* _Page_
* begin *
Posted by on February 1, 2006 10:52 AM
Shubhosree,
You have done it again! Your articles really make me sit up and think about love, relationships, what we miss out or must include in parenting.
Your'e right we really need to start making efforts to address this issue. The solution can't lie in switching off the channel, either party walking out of the room or being numb to the whole thing. Especially today when satellite channels are playing in our households 24 x 7.
Your post reminded me of an incident that happened in my house long time back. I was watching a really great English film (can't remember the name)by myself. My parents were dojng their respective work. Just as a scene showing the protagonists in an intimate love scene came up by Dad happened to walk into the room. He got embarrased and walked out. I said to myself "Darn it why did he have to come in right at this moment!"
I saw from the corner of my eyes that he was whispering something to my mom and mom trying to expalin him something. Later I asked her what was it that dad seemed to agitated about (not that I didn't know ;)) She told me he was concerned that I was watching 'bad' things. My mom responded to him by saying that don't worry I keep an eye on what she is watching.
Parents need to be tactful while keeping a watch on their kids and like Shubhosree has said Communication needs to be there.
Here's another instance: When the Kaanta laga song came up there was a lot of Hulla bulla about it. We had a young girl staying with us in those days who was into watching these remixes. So my mom decided to first watch it and see what was the hulla bulla about. After seeing it she told her "They have messed up the whole song and the sensuousnes of it. You must see the original one done by Asha Parekh."
Parents need to drive away attention of kids not from sex but from unhealthy sexual contents.
Posted by
Sundar and Chaitali,
I would have to agree with Chaitali here that switching the TV off isnt really the answer. It is only going to supress the issue further more. And thats exactly what we are trying to avoid here. As I said in my piece too that parents need to be able to TALK to their kids when such scenes do come up. And Chaitali has given a great example of how to do that (the Kaanta laga incident). We as adults need to move use opportunities like these to help children see the difference between a healthy and a messed up sexuality.
* end *
* _Provided material_
* begin *
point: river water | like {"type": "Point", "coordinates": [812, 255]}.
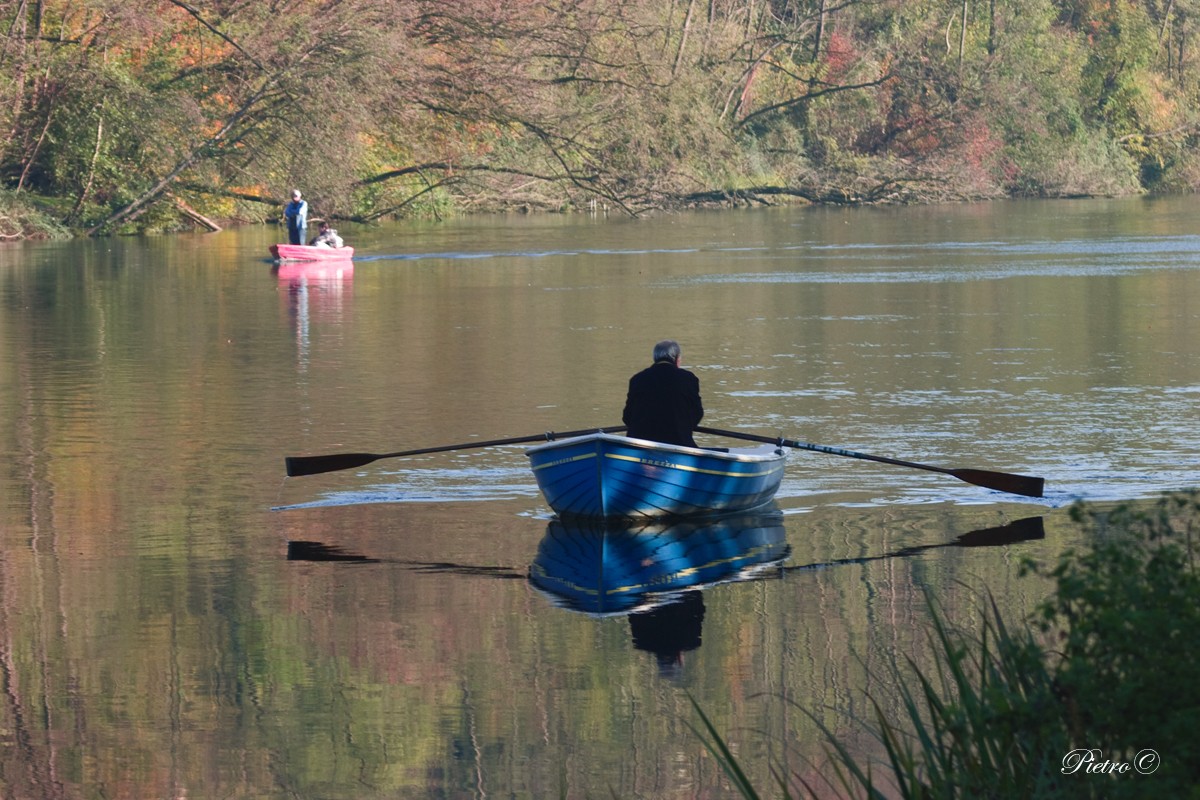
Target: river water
* end *
* _Set exercise_
Please carry on the comment thread about parents and sexual content on TV, starting after its last sentence. The lines have nothing to do with the comment thread.

* _The response_
Thanks for sharing those incidents Chaitali.
Posted by
Shubz
On a slightly more compassionate tone for parents I have to say I do not envy them having to face what T.V brings home in this global media madness. Having had few, if none of the spaces, that the young demand or take for granted I guess they really end up feeling like the cat got their tongue everytime sex waves its frontal view in there face. Not to mention the cheeky, out-there questions that the young are infamous for throwing at one. I often wonder if I had been a parent in these times would I always find the right words, manner etc to tell it like I should? I have to admit the thought is daunting.
Posted by
Dear jasjit,
I totally agree with you. It is indeed a very difficult job to be a parent and I completely understand their predicament (as I have mentioned in my piece too) and believe me, all my sympathies are with them. And honestly speaking, I too have no idea how I am going to handle such situations when the time comes! But I do know one thing for sure, I will not shove it under the table and make myself, the kids and everyone else around want to kill themselves! As I have professed in my piece, I shall talk about it (at least I will always make a sincere effort) without any judgements and discomfort.
May God grant me the strength and wisdom :)
Posted by
to be a parent is a gr8 sadhana...the scriptures mention that being a good parent leads to phenomenal spiritual elevations..can't agree more...
Posted by on February 1, 2006 11:55 AM
great piece shubhosree...we can all remember such instances from our childhood...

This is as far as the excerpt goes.